REQUEST
Starting at the line with "the snow bank", transcribe each line through the final one, both included, and add nothing.

RECORDS SHOWN
------------------------------------------------------------------------

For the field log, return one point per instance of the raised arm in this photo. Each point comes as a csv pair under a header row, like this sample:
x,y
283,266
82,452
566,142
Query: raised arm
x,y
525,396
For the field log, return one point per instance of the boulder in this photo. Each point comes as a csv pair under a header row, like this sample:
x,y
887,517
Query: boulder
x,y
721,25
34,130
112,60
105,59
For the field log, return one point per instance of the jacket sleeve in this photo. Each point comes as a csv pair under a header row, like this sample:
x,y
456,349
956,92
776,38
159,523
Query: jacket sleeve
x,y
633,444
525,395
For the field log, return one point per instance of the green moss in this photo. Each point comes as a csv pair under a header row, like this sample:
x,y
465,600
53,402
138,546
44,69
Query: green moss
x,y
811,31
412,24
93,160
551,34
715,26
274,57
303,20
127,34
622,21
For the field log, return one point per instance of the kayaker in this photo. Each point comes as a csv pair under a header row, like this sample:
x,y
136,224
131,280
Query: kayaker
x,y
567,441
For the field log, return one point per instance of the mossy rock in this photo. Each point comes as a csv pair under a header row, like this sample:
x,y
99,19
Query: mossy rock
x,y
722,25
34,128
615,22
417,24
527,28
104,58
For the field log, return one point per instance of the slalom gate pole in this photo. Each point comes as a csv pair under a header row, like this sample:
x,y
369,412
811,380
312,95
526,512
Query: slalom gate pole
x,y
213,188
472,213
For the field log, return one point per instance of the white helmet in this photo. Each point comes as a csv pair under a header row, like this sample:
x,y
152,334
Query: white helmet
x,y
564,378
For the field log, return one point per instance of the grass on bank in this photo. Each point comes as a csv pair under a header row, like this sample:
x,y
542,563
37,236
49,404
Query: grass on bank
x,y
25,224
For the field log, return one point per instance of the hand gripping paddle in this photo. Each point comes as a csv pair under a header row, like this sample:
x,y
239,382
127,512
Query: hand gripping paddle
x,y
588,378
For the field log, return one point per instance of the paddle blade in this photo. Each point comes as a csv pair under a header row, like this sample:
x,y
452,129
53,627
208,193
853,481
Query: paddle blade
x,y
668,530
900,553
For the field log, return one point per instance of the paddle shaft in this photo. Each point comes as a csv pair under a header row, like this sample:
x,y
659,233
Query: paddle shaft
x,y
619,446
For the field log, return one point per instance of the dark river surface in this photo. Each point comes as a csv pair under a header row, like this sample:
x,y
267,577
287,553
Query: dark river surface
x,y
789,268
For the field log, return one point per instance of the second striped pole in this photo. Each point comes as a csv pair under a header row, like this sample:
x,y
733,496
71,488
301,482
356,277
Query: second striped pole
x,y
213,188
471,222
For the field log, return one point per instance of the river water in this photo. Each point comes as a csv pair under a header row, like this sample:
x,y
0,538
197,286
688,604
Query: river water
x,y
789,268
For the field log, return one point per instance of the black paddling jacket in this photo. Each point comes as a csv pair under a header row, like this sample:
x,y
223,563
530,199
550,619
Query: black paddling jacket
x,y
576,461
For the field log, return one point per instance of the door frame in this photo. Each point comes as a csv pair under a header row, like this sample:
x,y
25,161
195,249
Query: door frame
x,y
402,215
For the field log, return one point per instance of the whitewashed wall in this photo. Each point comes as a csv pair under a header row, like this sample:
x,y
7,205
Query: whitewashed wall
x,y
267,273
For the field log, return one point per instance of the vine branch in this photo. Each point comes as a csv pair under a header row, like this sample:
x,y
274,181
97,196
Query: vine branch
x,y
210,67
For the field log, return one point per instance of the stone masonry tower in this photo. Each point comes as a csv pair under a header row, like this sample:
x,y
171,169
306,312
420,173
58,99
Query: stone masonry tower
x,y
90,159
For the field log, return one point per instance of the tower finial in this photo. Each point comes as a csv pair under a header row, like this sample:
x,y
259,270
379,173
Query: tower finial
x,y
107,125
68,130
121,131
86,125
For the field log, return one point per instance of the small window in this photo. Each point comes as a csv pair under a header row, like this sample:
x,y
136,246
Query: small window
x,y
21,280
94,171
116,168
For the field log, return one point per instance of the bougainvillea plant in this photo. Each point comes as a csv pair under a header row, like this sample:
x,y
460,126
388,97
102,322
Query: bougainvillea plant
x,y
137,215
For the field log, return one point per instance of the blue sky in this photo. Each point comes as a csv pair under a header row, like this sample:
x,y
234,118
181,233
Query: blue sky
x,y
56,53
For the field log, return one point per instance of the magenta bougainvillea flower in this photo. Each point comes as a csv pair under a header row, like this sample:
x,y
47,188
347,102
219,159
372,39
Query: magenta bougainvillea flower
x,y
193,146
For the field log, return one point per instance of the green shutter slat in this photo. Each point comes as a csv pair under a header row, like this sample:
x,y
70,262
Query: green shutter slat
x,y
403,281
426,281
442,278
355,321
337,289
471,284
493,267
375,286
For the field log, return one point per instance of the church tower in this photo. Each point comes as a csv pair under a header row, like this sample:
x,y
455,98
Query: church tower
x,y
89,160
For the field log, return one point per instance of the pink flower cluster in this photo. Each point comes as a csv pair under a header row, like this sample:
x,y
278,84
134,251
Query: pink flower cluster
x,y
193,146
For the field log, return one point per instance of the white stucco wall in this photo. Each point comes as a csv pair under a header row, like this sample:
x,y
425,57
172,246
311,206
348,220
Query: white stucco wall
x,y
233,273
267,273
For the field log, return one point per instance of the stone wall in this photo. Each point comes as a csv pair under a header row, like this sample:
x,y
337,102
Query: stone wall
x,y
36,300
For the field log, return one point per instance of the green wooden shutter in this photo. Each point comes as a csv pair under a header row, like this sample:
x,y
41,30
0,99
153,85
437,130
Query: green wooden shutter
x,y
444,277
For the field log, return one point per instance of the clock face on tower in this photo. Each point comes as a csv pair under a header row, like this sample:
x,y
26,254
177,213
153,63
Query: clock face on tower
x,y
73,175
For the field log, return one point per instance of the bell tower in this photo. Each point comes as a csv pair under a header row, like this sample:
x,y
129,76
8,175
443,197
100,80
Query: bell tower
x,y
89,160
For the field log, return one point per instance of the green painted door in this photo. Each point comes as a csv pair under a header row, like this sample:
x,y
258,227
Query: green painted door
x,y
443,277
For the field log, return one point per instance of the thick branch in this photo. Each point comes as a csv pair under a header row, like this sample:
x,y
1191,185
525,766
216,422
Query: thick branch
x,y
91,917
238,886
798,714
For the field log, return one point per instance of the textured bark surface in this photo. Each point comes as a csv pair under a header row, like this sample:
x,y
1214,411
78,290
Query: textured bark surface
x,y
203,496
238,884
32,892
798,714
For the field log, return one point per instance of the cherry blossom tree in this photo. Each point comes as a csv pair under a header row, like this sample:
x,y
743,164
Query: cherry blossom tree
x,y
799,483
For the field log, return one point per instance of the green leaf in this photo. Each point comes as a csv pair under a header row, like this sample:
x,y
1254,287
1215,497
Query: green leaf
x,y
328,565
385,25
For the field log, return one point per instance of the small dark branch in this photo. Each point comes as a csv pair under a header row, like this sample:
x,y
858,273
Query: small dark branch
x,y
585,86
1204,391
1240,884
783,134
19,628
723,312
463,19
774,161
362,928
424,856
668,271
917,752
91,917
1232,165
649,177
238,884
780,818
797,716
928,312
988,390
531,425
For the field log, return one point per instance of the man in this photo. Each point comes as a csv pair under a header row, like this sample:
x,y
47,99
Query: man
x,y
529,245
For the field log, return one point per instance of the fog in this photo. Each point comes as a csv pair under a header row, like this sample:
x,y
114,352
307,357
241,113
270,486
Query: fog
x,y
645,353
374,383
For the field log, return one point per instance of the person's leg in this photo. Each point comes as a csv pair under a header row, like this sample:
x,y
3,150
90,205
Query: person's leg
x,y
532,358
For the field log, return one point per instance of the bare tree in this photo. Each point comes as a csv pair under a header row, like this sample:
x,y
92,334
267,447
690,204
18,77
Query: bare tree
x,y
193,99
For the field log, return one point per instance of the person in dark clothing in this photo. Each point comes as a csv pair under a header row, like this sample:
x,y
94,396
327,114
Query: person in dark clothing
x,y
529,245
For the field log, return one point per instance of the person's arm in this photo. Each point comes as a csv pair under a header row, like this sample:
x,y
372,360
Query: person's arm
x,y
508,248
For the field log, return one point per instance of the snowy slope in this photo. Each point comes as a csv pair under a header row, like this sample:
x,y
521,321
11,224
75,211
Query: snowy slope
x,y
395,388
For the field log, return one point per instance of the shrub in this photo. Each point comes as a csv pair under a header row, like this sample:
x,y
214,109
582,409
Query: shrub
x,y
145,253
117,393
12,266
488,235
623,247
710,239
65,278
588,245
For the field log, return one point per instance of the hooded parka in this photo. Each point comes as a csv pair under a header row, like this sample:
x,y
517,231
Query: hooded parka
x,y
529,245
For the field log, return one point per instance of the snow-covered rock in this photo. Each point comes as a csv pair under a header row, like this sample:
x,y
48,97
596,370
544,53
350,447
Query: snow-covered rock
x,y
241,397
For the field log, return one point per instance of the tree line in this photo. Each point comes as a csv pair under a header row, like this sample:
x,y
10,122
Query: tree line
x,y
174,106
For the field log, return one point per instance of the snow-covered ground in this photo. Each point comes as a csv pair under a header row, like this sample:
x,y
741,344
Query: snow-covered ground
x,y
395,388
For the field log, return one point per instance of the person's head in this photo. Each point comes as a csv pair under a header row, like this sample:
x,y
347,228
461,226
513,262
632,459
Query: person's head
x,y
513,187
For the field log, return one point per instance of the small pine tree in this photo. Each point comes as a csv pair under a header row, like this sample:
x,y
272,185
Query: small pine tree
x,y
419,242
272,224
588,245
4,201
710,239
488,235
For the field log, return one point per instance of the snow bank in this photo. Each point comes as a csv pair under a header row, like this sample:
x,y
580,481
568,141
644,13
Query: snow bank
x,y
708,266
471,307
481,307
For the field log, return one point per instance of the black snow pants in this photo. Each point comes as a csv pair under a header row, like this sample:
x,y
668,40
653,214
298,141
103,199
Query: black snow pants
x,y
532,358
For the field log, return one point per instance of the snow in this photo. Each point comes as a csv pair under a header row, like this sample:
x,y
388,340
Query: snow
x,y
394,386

------------------------------------------------------------------------

WORKED SOLUTION
For the field log, return one point per instance of the snow bank in this photo. Each point comes as a csv pair under a header row, like this sample:
x,y
580,481
568,141
644,13
Query: snow bank
x,y
708,266
471,307
481,307
For the field log, return one point per instance of the black snow pants in this photo. Each point comes as a csv pair under a header row, like this sample:
x,y
668,40
653,214
298,141
103,199
Query: black snow pants
x,y
532,358
For the field log, return one point per instance of the snow in this photo. Each point comes as a csv pair under a header row, like this sample:
x,y
388,340
Query: snow
x,y
394,386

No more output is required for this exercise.